=== WHAT TO WORK ON ===
Take the line with "Identify each instance of the suit" and the rest of the lines after it, to the end of the entries, and restate them exactly.

=== STORED DATA ===
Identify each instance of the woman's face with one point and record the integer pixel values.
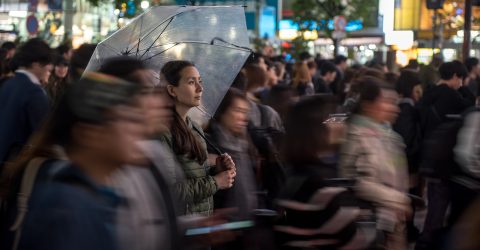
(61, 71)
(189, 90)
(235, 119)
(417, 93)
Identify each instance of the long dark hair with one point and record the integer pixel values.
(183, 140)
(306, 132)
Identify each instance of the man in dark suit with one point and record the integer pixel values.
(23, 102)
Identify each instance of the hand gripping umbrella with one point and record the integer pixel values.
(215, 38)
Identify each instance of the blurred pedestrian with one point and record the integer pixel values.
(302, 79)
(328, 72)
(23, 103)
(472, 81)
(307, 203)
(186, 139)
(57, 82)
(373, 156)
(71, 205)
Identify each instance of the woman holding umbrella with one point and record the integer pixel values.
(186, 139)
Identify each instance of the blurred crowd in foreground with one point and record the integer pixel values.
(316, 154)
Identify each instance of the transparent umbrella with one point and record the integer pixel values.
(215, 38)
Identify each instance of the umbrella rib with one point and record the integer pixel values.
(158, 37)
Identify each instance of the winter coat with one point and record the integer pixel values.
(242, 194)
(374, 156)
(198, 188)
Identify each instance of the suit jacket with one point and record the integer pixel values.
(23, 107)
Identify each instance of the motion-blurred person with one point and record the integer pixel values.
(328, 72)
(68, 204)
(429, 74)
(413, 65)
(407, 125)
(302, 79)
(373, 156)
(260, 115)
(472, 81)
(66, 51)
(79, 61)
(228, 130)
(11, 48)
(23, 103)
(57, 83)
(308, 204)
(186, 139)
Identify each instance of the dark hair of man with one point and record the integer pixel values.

=== YOUR SOLUTION ===
Identify each instance of the suit jacket with one point and record the integer pixel values.
(23, 107)
Identify each instance of the motion-blurred person with one point and record the integer pixel values.
(328, 72)
(68, 204)
(429, 74)
(413, 65)
(407, 125)
(302, 79)
(373, 156)
(260, 115)
(472, 81)
(66, 51)
(79, 61)
(228, 130)
(11, 48)
(23, 103)
(57, 83)
(308, 204)
(186, 139)
Identify each instance of the dark hair of man with one point and record the integer pixel values.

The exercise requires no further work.